- [Pagina]:
──────────

Timori di obsolescenza
Come sei invecchiato, caro telefono!
Se il vostro telefono cade dal terzo piano, se va smarrito nel corso di un rave o se qualcuno se lo inguatta mentre siete distratti, non ci sono scuse: dovete sostituirlo. Ma quando il vostro vecchio apparecchio è ancora perfettamente funzionante, come si fa a decidere se sostituirlo o meno con l'ultima luccicante novità comparsa sugli scaffali? Se optate per sostituzioni frequenti e troppo ravvicinate, rischiate di ritrovarvi tra le mani un dispositivo con differenze solo marginali rispetto a quello che avete anzitempo mandato in pensione.
Un generico termine di riferimento può essere fornito dalla formuletta "costo / ore di utilizzo". In questo modo, anche l'acquisto di un dispositivo che comporti una spesa relativamente elevata può essere giustificato e, in fin dei conti, logico. Se acquistate una costosa fotocamera reflex professionale e poi la usate solo per quindici giorni in agosto, un upgrade molto frequente sarebbe del tutto privo di senso.

──────────

- [Dati raccolti]:
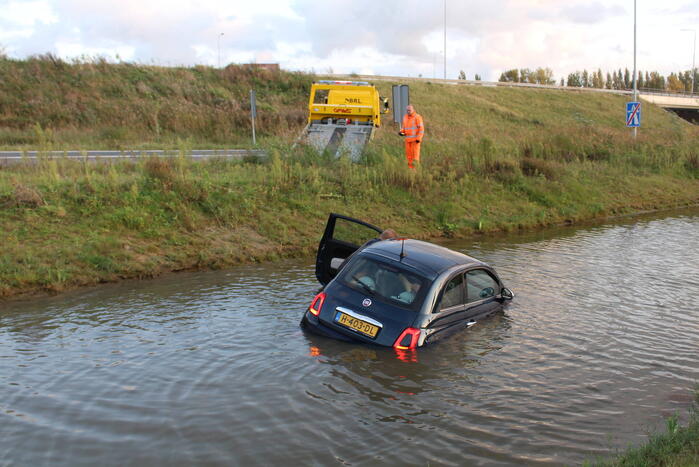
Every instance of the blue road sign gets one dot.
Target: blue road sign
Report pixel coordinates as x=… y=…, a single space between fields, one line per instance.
x=633 y=114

──────────

- [Serie di compiti]:
**1.** Secondo l'articolo sul cambio del telefono, quale formula può servire come riferimento generico?
**2.** Per ogni frase, indica se è d'accordo con l'articolo sul cambio del telefono, rispondendo sì o no e citando le parole decisive dell'articolo:
(a) Un telefono perso durante un rave va sostituito.
(b) Cambiare spesso una reflex professionale usata solo quindici giorni ad agosto ha senso.
(c) Con cambi troppo ravvicinati si rischia di ritrovarsi un telefono molto diverso dal precedente.
**3.** Porta avanti l'articolo sul cambio del telefono a partire dalla sua ultima frase.

- [Risposte]:
**1.** La formula "costo / ore di utilizzo".

**2.**
(a) Sì: «se va smarrito nel corso di un rave o se qualcuno se lo inguatta mentre siete distratti, non ci sono scuse: dovete sostituirlo».
(b) No: «un upgrade molto frequente sarebbe del tutto privo di senso».
(c) No: «un dispositivo con differenze solo marginali rispetto a quello che avete anzitempo mandato in pensione».

**3.**
I salti tecnologici davvero significativi tendono a verificarsi più o meno ogni tre anni. Se utilizzate il vostro smartphone solo per telefonare, scattare foto in modo occasionale e controllare l'e-mail sul tram, un upgrade ogni tre anni o poco meno non è un'eresia. Se invece lo usate praticamente in ogni minuto dei vostri momenti di veglia, per guardare film, twittare e ricevere foto, orientarvi sulle strade e ricevere aggiornamenti sulle ultime notizie, può avere senso sostituirlo ogni 12-18 mesi. Saranno riconoscenti il vostro portafogli, innanzitutto, e l’ambiente in secondo luogo, perché vi sarà un telefono in meno in discarica (a meno che non troviate un acquirente per il vostro usato: c'è un grosso mercato, là fuori).
Se appartenete alla categoria dei maniaci delle novità a tutti costi, niente da fare, sostituite a volontà. Magari, fermatevi soltanto un attimo a riflettere su quello a cui potreste rinunciare per l'upgrade precoce del vostro cellulare: un viaggio, un abito nuovo, una poltrona più comoda.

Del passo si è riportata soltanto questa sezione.